--- Your goal ---
Copy the following records word for word, omitting the pictures from your answer.

--- Data listing ---

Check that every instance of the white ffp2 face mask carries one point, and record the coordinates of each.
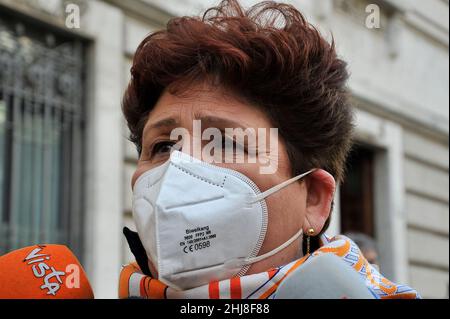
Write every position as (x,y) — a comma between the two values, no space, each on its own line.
(199,222)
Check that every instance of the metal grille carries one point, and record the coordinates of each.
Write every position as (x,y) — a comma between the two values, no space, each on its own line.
(41,137)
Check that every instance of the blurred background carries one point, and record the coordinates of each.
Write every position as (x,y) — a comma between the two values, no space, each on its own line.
(66,165)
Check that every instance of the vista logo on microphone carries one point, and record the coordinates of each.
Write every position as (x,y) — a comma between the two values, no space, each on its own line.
(52,280)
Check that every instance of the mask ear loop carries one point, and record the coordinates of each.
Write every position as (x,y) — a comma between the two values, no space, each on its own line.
(276,188)
(239,262)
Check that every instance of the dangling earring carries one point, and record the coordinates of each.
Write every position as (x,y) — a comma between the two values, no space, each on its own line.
(308,239)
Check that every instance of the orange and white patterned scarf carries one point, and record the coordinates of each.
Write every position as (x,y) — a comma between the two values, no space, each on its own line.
(134,284)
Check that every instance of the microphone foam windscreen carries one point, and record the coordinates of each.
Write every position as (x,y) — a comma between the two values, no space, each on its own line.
(324,277)
(43,272)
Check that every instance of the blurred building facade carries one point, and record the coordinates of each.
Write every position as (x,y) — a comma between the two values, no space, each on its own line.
(398,174)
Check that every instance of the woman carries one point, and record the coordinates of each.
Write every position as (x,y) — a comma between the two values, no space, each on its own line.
(230,229)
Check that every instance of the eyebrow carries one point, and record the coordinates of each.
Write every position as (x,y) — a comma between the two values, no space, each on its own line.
(163,123)
(224,122)
(205,119)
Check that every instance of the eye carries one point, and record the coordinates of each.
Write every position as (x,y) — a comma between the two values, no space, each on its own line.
(162,148)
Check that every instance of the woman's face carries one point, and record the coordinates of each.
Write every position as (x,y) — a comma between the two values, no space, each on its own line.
(291,208)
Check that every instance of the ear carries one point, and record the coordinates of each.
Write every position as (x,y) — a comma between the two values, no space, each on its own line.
(320,188)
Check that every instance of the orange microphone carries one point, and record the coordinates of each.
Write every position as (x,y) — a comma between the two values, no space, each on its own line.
(43,272)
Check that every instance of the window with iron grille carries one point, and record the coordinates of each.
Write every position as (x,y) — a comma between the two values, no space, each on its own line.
(41,136)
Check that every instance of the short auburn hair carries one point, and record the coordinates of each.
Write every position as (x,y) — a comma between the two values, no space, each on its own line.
(270,56)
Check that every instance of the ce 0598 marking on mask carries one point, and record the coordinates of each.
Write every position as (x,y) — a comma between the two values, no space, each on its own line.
(197,239)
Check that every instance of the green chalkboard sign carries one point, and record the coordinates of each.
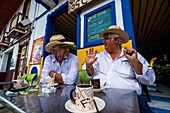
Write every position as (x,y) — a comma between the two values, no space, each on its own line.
(97,23)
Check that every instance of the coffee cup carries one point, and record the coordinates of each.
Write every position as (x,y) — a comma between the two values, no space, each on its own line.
(95,83)
(84,97)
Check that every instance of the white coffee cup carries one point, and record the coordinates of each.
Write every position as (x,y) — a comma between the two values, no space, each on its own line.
(84,97)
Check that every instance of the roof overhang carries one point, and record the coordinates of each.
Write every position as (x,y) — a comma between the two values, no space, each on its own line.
(16,32)
(48,4)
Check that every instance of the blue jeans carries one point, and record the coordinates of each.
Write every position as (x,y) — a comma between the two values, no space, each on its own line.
(143,105)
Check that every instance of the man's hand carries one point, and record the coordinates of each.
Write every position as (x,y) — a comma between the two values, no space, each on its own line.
(131,55)
(90,57)
(58,77)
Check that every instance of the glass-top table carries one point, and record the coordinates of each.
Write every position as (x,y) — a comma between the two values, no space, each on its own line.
(116,101)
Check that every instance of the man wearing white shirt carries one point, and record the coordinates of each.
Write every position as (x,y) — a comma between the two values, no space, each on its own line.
(60,65)
(119,67)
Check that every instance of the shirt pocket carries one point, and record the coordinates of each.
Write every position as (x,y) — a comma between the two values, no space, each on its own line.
(126,70)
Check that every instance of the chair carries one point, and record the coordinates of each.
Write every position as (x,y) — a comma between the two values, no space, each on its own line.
(84,77)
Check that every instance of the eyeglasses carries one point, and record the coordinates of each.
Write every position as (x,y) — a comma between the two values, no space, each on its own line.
(110,36)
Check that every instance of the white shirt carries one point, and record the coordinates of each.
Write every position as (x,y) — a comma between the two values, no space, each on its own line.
(68,69)
(119,73)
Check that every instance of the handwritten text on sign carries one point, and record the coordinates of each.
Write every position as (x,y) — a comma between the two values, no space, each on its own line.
(75,4)
(97,23)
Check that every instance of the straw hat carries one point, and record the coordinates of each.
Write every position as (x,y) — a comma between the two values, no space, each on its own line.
(116,30)
(56,40)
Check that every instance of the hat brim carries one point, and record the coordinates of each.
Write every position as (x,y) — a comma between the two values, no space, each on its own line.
(121,33)
(51,44)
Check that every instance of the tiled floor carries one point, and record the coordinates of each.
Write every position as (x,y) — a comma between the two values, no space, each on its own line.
(160,99)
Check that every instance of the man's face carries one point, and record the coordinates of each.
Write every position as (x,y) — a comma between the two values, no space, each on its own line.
(108,42)
(63,50)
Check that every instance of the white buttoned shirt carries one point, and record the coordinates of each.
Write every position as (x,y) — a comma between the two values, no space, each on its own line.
(119,73)
(68,69)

--- Solution for this problem ---
Check that every instance of the white ffp2 face mask carries one point, and record the coordinates of each.
Write every position as (x,y) — a comma between the two values, no space, each on its own line.
(199,222)
Check that every instance of the metal grille carries one point, and record the coordinates of each.
Write every position as (x,y) — a comma between the two values, no space, each on its own line.
(41,137)
Check that every instance of the blurred background carries one point, and record the coordinates of each.
Write every position as (x,y) — a comma between the two values, no space, each on its own line.
(66,165)
Check that every instance of the vista logo on microphone carries one point, and record the coordinates of each.
Write every position as (x,y) — a comma between the two values, no space, each on its own line.
(52,280)
Check that every instance of the mask ear loop carries one point, and record the coordinates of each.
Write every position as (x,y) — a comma between the two values, no space, each on its own line.
(276,188)
(239,262)
Check that every instance of the dangling earring carries one point, and record the coordinates of each.
Write every position as (x,y) — a comma between the two values, no space, each on its own line.
(308,239)
Check that every instance of the orange and white patterned scarf carries one point, and record the coordinates of each.
Write every position as (x,y) — a comma between the two values, no space, each on its own line.
(134,284)
Check that every instance of the microphone foam windscreen carries one point, and record the coordinates of each.
Write every position as (x,y) — a comma between the two values, no space, each on its own line.
(324,277)
(43,272)
Check that every instance of the blurred building facade carries one point, and record the coordinates of each.
Write every position as (x,y) — a comma between the two values, no space, each on its own line.
(398,174)
Check that every instance of the woman carries one point, and record the coordinates of each.
Write every position as (x,y) — a comma between the two values, no space, each on its own line.
(230,229)
Check that every instance of the eyebrow carries one point, and record the coordinates of each.
Write every position as (x,y) — a comma between the two values, no space, each on its own line.
(163,123)
(224,122)
(205,119)
Check that every instance of the eye carries one point, and record the coordinates of each.
Write every position as (x,y) — a comma between the two values, no space, each on its own line.
(162,148)
Check that every instance of the woman's face carries one point, and record the coordinates of each.
Write every position as (x,y) — a comma between the two values, no space, each on its own line.
(291,208)
Check that every instance of the ear carries one point, and record the coordinates of each.
Write every position as (x,y) — a comma between the two values, no space, each on its own line.
(320,188)
Check that every instance of the orange microphone carries one point, and record the coordinates of each.
Write every position as (x,y) — a comma between the two values, no space, each on its own line.
(43,272)
Check that every instance of the window with iron grille carries one point, and record the coordinates of each.
Write every position as (x,y) — a comma between the two values, no space, each on its own line.
(41,136)
Check that every instance of the short auburn hair carries one point, and record the coordinates of each.
Write every position as (x,y) — a comma between the two values, no space, each on its own line.
(270,56)
Check that every instance of the ce 0598 marking on mask carries one point, and record the coordinates of each.
Write every position as (x,y) — a comma between the two values, no space, each on its own line.
(197,239)
Check that every instance of the green chalkboard sign carries one point, and record the coordinates of each.
Write every position as (x,y) — a comma between the two values, no space, each on its own line.
(97,23)
Check that every instance of the coffee cup carries one point, and record the coordinates of each.
Write every position as (x,y) — a comma between the two values, no space, each on its own line.
(95,83)
(84,97)
Check that every instance of the white coffee cup carries one point, and record the coordinates of each.
Write every position as (x,y) — a comma between the two values, no space, each on its own line.
(84,97)
Check that every instance of the roof overhang carries one point, and record the coordinates of each.
Write every position as (x,y) — a comma between the two values, no space, each on its own line.
(16,32)
(48,4)
Check that every instance of the blue jeans carries one point, and record the coordinates of each.
Write every position as (x,y) — a comma between the two values, no space, each on its own line.
(143,105)
Check that every instance of the man's hand carries one point, and record the coordinates of each.
Write every position as (x,y) — a comma between the two values, no space, each on its own line.
(131,55)
(90,57)
(58,77)
Check that every instance of the glass-top table carries one point, and record the coordinates of each.
Write every position as (x,y) — a comma between the two values, no space, each on its own line.
(116,101)
Check that every instance of the man wearing white shirt carries one point, and record the coordinates of each.
Write every position as (x,y) — a comma between the two values, no space, each on its own line.
(60,65)
(119,67)
Check that every instance of the shirt pocket carries one point, and record the coordinates of each.
Write every position as (x,y) — a comma between the two values, no space, each on its own line.
(126,70)
Check that every instance of the chair carries one point, and record the coordinates of each.
Write every position as (x,y) — a comma between the two values, no space, each on its own line.
(84,77)
Check that every instance of the eyeglasses carries one point, and record the coordinates of each.
Write every position as (x,y) — a comma between the two values, no space, each on its own line.
(110,36)
Check that every instance of the white shirt carries one point, and record the coordinates of each.
Write every position as (x,y) — a comma between the two values, no space, each on its own line.
(68,69)
(119,73)
Check that every instance of the handwritten text on sign carries one point, and record the coordinates of each.
Write every position as (x,y) — a comma between the two values, no space, each on its own line.
(75,4)
(97,23)
Check that every instance of the straw hat carries one point, and record the coordinates of each.
Write every position as (x,y) — a comma between the two values, no space, each on its own line.
(116,30)
(56,40)
Check that every instance of the hat brim carries one point, and record the coordinates of each.
Write every position as (x,y) — a comma between the two values, no space, each on its own line.
(121,33)
(51,44)
Check that every instance of the tiled floor carries one point, and record the coordinates of each.
Write every position as (x,y) — a comma between the two values, no space, each on its own line.
(160,99)
Check that every instance of the man's face carries one point, and record the coordinates of each.
Write every position as (x,y) — a comma between the two values, no space, each on its own line.
(108,42)
(63,50)
Check that every instance of the white buttoned shirt carries one point, and record the coordinates of each.
Write every position as (x,y) — a comma between the two values, no space, each on its own line.
(119,73)
(68,69)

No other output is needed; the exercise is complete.